### REQUIRED ACTION
Search the entries for the string "wire" and give the number of lines that hold it, nothing more.

### DATA TO PROCESS
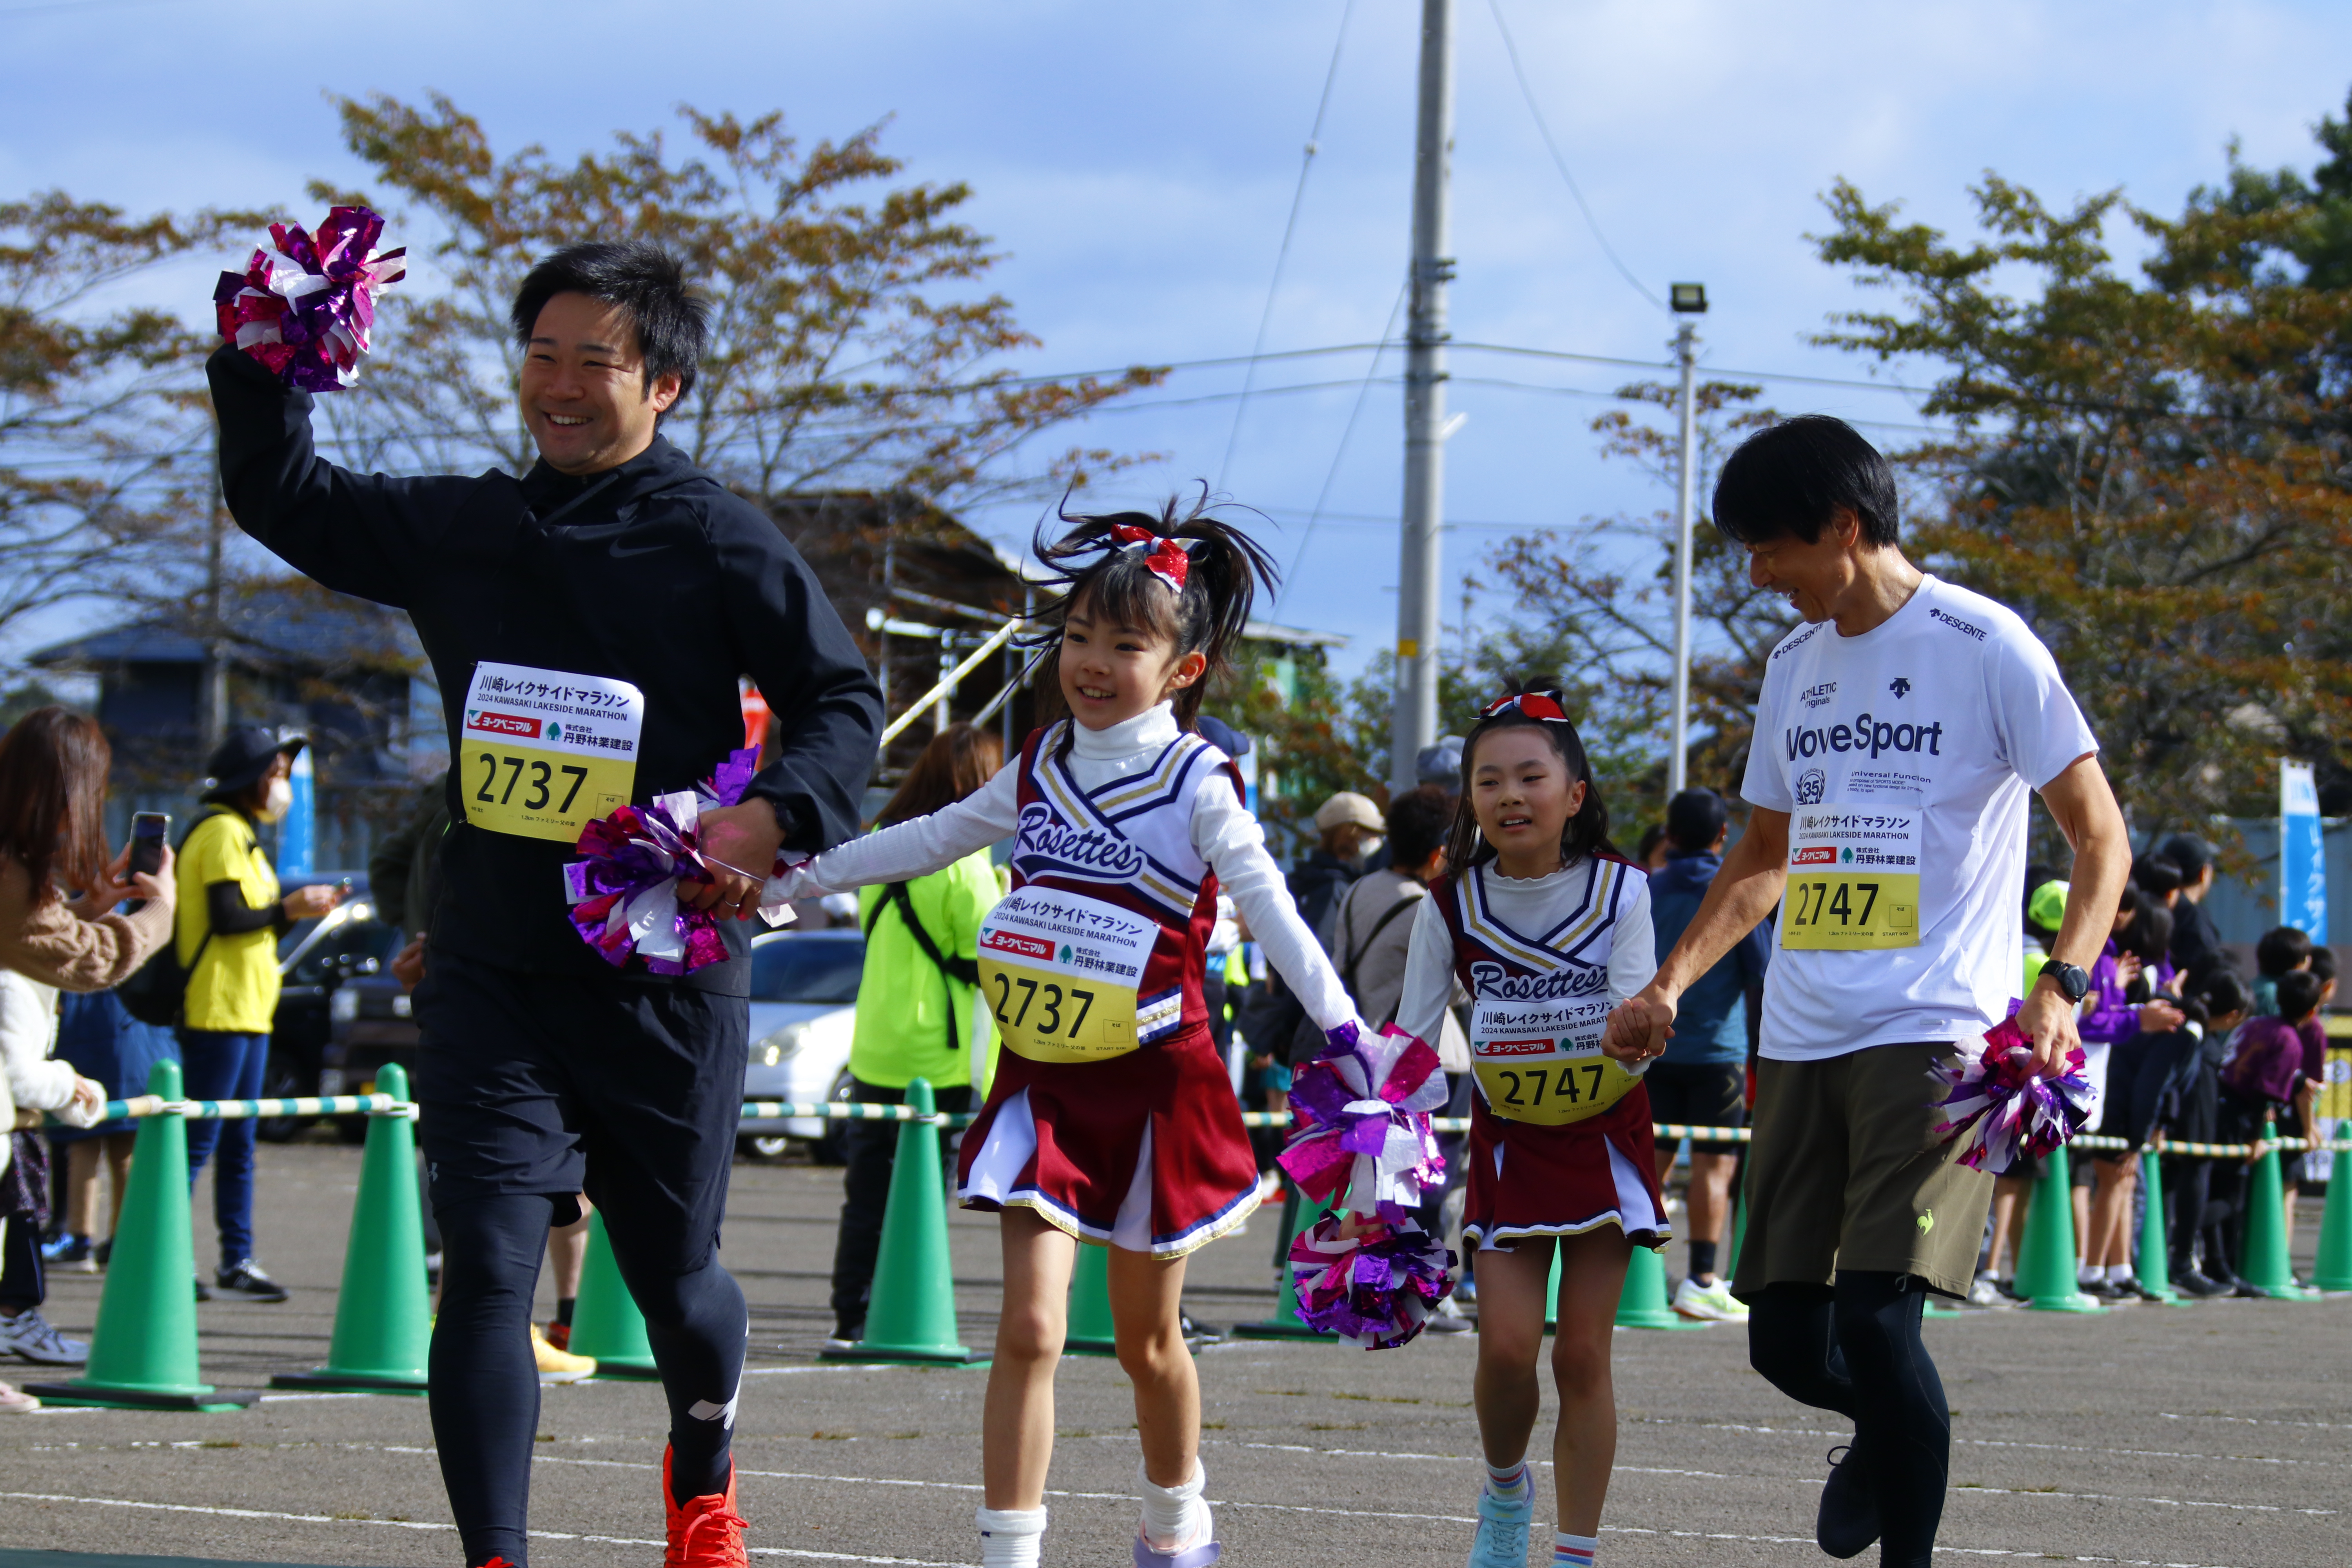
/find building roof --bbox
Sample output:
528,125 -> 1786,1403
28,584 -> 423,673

...

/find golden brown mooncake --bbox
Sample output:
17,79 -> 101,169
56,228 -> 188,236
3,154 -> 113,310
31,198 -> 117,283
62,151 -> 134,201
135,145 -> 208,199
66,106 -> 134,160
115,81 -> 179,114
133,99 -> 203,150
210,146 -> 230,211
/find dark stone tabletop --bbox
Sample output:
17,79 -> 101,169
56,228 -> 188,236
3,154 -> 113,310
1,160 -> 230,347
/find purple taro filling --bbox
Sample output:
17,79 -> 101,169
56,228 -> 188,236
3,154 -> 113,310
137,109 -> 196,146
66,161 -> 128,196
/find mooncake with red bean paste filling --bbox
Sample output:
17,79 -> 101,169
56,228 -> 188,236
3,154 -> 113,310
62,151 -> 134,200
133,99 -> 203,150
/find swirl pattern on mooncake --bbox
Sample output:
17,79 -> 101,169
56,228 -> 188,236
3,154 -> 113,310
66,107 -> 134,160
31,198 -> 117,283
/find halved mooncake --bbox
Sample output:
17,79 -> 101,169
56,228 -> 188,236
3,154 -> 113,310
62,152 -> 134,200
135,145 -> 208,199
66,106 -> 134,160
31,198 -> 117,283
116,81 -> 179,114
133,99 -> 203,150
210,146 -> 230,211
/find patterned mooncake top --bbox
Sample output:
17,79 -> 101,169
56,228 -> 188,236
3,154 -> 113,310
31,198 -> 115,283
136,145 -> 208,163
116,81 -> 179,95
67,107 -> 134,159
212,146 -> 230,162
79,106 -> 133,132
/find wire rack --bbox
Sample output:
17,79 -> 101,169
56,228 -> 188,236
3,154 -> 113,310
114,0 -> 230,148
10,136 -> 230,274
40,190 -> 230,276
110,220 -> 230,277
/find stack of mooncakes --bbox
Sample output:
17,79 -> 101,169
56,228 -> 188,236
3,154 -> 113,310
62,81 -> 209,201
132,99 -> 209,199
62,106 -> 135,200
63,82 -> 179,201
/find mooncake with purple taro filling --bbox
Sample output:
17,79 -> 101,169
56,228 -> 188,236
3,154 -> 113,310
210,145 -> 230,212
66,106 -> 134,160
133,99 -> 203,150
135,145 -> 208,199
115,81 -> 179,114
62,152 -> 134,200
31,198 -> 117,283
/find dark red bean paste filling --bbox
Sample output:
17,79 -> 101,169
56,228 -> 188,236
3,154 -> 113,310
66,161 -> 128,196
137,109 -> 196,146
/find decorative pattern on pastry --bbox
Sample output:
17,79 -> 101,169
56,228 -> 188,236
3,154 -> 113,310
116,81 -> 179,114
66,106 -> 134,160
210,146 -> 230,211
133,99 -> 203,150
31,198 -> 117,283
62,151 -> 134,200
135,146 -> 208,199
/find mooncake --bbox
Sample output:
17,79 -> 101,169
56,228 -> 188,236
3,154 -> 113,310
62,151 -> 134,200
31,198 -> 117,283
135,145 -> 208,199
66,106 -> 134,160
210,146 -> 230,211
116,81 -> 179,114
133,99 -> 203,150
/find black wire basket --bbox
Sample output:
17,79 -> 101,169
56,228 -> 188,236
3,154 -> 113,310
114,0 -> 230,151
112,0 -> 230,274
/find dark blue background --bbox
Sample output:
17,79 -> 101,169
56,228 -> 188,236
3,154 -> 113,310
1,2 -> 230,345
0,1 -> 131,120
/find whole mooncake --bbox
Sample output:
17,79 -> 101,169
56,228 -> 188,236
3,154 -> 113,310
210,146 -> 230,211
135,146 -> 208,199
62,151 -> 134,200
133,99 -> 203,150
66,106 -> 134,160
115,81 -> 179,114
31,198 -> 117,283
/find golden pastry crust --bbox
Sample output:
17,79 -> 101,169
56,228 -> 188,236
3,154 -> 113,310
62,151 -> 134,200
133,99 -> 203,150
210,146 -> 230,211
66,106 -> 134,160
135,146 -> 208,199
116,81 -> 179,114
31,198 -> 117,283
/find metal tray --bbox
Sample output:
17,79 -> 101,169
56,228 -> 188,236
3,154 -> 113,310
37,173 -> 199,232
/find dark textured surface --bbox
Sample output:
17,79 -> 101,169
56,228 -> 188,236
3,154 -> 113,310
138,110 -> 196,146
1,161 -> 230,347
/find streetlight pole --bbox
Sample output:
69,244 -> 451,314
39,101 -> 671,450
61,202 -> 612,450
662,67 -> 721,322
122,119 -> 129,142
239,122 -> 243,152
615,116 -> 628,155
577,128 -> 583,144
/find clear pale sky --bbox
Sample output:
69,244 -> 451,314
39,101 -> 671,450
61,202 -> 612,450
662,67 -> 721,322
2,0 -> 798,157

### ANSWER BELOW
2